--- Begin ---
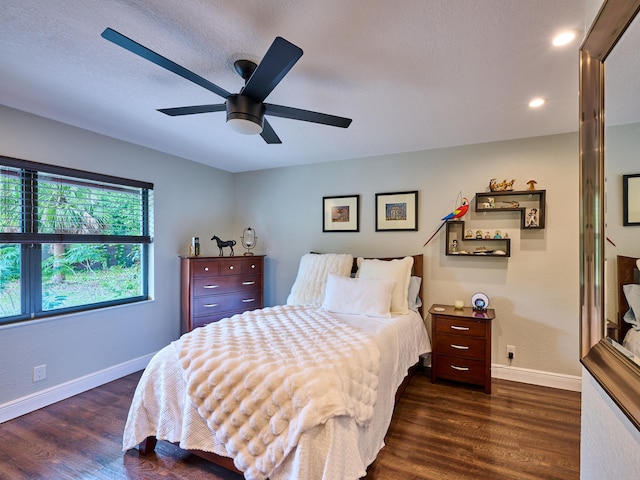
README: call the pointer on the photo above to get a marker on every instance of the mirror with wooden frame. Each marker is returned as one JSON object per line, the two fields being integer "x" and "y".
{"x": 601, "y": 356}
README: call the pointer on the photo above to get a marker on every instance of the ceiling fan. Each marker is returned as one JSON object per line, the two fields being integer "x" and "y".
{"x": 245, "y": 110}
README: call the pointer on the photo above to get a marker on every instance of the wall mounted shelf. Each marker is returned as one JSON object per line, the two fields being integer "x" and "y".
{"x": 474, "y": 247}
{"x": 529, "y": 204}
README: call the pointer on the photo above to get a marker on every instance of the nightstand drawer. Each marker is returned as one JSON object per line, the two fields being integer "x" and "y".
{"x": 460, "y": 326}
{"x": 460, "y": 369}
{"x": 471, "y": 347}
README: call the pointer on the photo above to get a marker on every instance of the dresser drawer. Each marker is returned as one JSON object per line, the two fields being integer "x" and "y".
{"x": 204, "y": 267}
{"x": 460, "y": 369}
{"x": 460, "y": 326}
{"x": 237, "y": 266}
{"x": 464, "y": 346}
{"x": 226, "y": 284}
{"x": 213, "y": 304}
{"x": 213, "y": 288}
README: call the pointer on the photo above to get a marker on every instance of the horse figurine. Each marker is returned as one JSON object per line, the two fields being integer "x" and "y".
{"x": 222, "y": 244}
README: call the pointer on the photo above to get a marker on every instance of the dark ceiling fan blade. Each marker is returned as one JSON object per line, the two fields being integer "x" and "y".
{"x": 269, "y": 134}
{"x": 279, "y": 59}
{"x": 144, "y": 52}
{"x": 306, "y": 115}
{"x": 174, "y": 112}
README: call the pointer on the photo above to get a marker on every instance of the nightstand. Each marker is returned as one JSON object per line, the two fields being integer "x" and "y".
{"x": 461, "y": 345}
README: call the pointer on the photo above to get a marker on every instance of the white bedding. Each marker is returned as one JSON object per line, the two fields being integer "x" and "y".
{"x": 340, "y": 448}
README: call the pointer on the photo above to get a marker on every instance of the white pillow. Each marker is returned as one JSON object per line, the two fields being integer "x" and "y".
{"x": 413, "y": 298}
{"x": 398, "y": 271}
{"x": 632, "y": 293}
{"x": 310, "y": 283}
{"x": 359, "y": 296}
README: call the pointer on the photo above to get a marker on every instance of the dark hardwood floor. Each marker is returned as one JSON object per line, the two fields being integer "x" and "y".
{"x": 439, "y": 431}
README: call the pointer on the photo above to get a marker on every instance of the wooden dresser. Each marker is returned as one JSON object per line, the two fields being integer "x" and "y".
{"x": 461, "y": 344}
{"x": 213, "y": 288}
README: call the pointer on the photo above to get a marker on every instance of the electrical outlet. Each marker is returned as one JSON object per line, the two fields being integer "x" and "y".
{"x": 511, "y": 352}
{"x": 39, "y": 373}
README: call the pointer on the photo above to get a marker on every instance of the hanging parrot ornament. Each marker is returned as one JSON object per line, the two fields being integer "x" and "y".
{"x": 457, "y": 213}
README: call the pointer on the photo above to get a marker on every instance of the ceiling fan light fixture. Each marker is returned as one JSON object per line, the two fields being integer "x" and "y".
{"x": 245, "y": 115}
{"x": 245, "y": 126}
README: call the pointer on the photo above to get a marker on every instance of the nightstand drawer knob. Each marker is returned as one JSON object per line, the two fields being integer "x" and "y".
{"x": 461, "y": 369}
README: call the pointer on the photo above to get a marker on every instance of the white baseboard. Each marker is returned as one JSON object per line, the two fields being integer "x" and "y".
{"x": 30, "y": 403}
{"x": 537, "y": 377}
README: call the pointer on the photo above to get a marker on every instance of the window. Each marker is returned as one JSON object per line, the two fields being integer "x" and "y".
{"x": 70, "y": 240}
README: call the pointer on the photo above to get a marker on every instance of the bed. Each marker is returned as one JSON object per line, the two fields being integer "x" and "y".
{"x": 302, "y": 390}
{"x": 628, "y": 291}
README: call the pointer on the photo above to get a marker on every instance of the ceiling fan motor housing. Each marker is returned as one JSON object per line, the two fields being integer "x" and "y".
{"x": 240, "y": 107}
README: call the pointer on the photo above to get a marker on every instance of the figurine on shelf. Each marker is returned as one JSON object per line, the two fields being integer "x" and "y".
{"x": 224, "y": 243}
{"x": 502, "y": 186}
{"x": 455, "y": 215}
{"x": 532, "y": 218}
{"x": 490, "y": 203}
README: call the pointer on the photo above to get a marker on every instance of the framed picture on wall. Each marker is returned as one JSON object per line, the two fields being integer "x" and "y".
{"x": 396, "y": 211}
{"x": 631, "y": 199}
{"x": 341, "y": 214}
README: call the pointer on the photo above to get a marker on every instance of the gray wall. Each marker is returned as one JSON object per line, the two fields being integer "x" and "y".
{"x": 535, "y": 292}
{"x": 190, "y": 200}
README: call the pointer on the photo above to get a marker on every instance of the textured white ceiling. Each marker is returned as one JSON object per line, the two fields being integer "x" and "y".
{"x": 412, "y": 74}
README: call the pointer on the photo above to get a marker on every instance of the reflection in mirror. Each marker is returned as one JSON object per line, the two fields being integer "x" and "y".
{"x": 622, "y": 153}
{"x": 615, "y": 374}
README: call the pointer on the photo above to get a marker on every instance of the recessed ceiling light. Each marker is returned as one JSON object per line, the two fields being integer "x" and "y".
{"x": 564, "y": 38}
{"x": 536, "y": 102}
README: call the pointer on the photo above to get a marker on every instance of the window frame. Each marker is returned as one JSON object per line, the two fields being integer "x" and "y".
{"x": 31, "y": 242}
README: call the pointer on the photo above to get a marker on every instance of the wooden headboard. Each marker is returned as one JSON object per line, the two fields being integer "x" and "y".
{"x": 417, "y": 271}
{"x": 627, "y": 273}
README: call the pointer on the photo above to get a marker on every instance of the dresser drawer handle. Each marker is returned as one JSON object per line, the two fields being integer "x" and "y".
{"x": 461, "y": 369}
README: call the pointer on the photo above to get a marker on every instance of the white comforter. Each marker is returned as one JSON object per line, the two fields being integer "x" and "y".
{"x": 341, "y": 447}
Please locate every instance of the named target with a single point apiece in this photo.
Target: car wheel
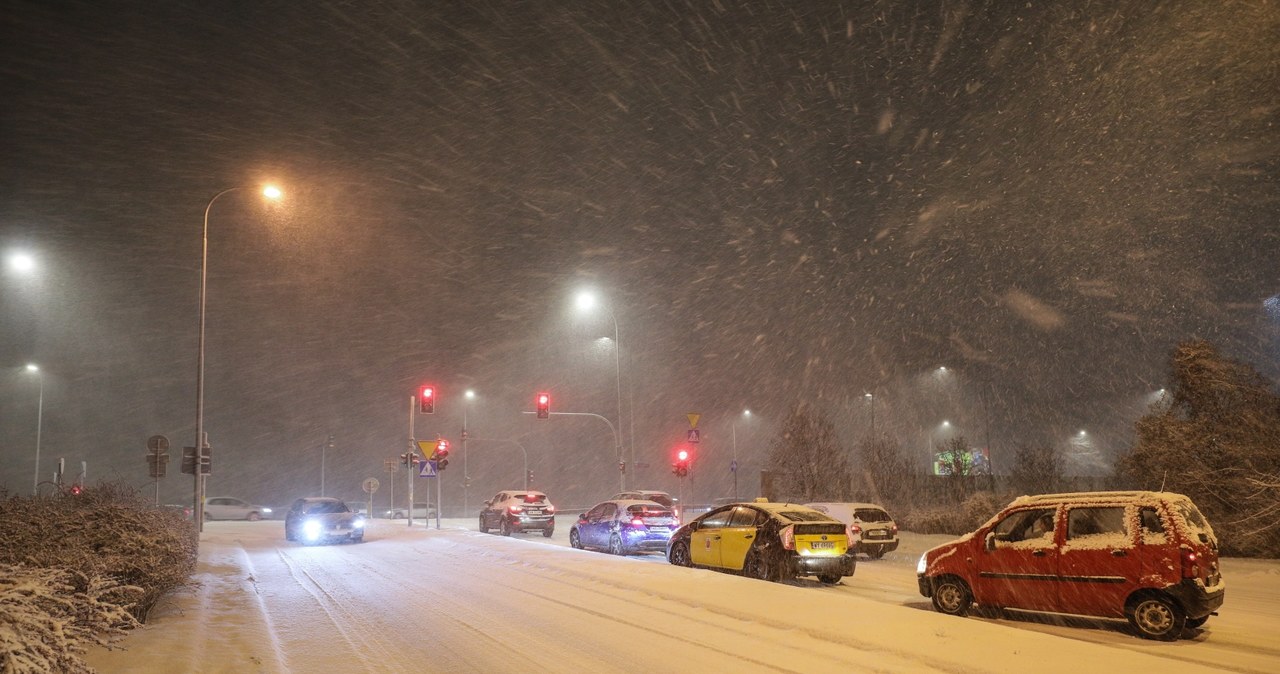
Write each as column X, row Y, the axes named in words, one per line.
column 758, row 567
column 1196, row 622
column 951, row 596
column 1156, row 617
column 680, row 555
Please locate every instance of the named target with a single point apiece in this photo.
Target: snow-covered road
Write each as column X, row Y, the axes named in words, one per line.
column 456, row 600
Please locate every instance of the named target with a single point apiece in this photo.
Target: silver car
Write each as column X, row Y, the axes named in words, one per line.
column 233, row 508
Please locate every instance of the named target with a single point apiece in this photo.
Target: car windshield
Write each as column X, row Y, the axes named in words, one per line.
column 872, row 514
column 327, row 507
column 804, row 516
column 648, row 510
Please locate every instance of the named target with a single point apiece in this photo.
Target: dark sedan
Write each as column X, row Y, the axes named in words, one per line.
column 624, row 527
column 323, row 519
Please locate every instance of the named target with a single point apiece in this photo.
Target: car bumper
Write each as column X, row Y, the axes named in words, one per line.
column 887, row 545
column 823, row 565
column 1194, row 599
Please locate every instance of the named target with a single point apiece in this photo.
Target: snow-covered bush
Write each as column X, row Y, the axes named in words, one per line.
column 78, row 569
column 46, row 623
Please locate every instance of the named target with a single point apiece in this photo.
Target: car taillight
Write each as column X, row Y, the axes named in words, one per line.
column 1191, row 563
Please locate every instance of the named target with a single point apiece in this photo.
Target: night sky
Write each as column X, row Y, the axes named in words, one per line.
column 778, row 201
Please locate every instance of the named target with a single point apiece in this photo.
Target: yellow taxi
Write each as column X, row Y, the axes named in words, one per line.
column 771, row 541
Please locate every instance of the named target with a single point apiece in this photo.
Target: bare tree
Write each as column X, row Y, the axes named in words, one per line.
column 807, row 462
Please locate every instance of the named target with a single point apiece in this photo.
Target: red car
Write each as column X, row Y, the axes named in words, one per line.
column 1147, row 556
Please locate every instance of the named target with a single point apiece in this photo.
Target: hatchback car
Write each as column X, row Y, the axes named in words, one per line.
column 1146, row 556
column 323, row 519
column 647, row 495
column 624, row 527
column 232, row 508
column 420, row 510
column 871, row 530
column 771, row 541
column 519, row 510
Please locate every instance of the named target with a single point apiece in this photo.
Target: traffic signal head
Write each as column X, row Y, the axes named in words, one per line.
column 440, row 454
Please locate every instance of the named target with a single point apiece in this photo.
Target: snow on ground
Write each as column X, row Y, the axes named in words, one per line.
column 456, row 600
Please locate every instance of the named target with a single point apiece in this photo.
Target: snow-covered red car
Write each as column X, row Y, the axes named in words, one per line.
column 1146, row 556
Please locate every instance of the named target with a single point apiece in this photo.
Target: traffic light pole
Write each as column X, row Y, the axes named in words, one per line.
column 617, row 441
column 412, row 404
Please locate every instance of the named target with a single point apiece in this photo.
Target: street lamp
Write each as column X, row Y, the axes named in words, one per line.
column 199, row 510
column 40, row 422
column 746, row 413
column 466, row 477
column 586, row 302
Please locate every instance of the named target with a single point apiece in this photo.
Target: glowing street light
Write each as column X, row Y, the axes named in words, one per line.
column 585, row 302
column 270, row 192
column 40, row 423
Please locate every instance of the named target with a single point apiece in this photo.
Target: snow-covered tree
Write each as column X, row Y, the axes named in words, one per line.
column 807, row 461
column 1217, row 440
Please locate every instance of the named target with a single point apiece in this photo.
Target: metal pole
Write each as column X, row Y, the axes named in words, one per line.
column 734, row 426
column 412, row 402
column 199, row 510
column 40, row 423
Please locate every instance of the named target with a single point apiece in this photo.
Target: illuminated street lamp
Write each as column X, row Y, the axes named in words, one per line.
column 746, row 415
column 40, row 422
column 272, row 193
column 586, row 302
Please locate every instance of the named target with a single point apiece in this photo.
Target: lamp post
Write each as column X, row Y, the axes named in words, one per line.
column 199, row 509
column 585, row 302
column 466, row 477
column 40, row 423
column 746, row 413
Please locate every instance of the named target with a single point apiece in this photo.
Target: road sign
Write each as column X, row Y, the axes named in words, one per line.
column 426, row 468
--- End ---
**DIRECTIONS**. Show every line of the lines above that contains the word "window".

**OUTPUT FOR THIS EXERCISE**.
README: call the pointer on the photo above to get a marker on every instance of the window. Each marker is returned as one JSON object per line, the two fields being integer "x" and "y".
README: call the pointer on the photo above to get a marker on every instance of the window frame. Each marker is returned as one JSON object per line, the two fields being integer "x" and "y".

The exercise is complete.